─── Trecho do texto ───

Campanhas Escolares: arrecadando mais do que donativos ou recursos
Em maio deste ano, uma comoção atingiu o Brasil devido à magnitude da tragédia subsequente às fortes chuvas e à falta de prevenção a este respeito, levando tristeza a centenas de pessoas e prejuízos ainda incontáveis em uma unidade federativa do país. Cerca de 90% das cidades do Rio Grande do Sul foram afetadas pelas águas que caíram sobre o Estado, segundo balanço divulgado pela Defesa Civil no dia 16 do citado mês. De acordo com o relatório, 460 das 497 cidades gaúchas foram tomadas pelas tempestades – o equivalente a 92,5% do total. Dizendo em outras palavras, somente 37 municípios em todo o Rio Grande não sofreram o impacto.
Comoção e necessidade
Como costuma acontecer em situações de grandes consequências catastróficas, a preocupação, estupor e compadecimento reverteu-se, rapidamente, em iniciativas. Por todo o país, várias campanhas coletivas ou individuais tiveram o intuito de levar ao menos um pouco a quem perdeu tudo. Prefeituras, instâncias governamentais, particulares e instituições públicas – incluindo as de ensino – viraram pontos de arrecadação de capital financeiro e insumos dos mais variados: de água a roupas passando por mantimentos. Em várias localidades, muitas vezes, todo o corpo docente das escolas/colégios esteve envolvido não só no intuito de enviar donativos e sensibilizar parentes e familiares para tal, mas também de integrarem a logística de distribuição e envio. Um movimento imprescindível em situações semelhantes, mas que, talvez, não precisassem de algo pontual para acontecer.

─── Trechos dos itens ───

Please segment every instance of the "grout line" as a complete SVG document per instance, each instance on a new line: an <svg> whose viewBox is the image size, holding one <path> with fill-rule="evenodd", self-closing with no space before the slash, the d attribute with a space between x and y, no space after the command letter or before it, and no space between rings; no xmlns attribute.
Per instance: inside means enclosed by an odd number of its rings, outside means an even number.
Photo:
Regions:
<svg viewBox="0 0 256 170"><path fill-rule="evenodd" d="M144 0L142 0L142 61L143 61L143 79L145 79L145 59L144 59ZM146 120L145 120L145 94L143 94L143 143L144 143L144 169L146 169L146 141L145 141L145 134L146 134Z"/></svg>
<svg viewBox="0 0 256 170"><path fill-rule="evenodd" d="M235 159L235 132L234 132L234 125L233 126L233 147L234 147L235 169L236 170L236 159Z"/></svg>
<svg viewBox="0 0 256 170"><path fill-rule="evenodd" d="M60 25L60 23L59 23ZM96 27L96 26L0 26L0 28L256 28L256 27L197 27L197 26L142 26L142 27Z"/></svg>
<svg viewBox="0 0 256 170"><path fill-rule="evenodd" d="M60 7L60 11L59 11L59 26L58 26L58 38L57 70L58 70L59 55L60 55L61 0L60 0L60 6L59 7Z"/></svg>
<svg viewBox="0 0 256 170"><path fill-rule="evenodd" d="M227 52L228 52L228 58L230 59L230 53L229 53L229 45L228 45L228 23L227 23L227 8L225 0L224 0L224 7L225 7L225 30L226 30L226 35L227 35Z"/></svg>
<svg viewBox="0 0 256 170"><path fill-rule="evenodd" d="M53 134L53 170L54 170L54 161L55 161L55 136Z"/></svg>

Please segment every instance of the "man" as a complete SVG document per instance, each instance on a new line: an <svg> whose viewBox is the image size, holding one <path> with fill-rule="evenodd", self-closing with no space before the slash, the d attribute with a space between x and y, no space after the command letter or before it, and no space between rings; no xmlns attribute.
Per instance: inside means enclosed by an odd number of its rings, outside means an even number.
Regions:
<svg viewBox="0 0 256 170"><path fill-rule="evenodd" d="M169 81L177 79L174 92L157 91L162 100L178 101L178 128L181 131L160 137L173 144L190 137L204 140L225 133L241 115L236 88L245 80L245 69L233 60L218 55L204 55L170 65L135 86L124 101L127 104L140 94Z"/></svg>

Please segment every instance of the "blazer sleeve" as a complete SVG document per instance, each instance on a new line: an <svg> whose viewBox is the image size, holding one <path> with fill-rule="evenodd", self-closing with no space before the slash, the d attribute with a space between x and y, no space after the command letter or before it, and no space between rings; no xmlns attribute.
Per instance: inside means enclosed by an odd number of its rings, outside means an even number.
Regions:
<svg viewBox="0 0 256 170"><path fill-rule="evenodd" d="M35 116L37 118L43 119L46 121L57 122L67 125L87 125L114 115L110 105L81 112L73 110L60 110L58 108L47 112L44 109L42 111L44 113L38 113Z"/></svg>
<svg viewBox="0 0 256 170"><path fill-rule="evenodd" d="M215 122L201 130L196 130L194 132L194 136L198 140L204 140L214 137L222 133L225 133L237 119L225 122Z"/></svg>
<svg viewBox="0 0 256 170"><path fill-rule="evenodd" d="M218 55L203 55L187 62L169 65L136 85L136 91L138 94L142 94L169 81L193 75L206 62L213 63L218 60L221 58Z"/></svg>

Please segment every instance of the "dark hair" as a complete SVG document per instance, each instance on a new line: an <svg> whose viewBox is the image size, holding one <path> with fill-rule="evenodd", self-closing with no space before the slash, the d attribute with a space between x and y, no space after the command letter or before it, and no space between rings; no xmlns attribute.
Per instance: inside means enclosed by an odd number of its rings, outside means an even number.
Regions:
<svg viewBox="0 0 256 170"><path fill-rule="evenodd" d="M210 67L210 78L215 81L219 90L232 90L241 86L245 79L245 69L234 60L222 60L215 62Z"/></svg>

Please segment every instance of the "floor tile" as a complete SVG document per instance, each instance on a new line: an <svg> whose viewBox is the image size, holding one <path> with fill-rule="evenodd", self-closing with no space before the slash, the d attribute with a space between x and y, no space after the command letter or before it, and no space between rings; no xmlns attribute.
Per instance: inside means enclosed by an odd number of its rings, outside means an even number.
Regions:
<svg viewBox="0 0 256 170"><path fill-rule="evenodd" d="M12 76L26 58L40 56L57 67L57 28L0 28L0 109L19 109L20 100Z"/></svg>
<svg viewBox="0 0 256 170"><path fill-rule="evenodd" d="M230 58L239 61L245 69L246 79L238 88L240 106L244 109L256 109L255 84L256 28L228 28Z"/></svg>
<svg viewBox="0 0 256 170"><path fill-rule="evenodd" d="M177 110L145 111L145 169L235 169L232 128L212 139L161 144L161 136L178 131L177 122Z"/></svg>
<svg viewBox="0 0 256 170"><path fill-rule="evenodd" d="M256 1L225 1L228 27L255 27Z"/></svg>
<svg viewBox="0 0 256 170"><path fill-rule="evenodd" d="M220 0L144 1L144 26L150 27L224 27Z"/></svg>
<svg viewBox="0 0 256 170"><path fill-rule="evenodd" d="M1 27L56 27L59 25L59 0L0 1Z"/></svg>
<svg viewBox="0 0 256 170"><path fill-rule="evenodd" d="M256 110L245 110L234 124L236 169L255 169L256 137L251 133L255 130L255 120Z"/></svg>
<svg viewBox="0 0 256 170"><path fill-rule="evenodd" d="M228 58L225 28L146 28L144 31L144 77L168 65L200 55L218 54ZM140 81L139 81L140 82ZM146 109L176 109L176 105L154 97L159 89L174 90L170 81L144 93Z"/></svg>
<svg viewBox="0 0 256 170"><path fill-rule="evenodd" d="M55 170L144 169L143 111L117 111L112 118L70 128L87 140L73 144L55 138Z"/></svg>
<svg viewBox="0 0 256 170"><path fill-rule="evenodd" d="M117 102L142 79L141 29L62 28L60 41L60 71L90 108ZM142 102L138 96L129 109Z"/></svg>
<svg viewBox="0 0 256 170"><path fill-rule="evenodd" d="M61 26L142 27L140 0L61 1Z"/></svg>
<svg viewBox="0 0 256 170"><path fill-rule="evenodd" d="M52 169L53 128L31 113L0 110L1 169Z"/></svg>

───

> _Enunciado_
Responda com base no texto sobre as campanhas escolares:
(a) Em que dia a Defesa Civil divulgou o balanço citado, e quantas das 497 cidades gaúchas ele apontou como tomadas pelas tempestades?
(b) Que exemplos de insumos arrecadados o texto menciona?
(c) Além de enviar donativos e sensibilizar parentes e familiares, de que mais o corpo docente das escolas participou?

> _Resposta_
(a) No dia 16 de maio; 460 cidades, o equivalente a 92,5% do total.
(b) Água, roupas e mantimentos.
(c) Da logística de distribuição e envio.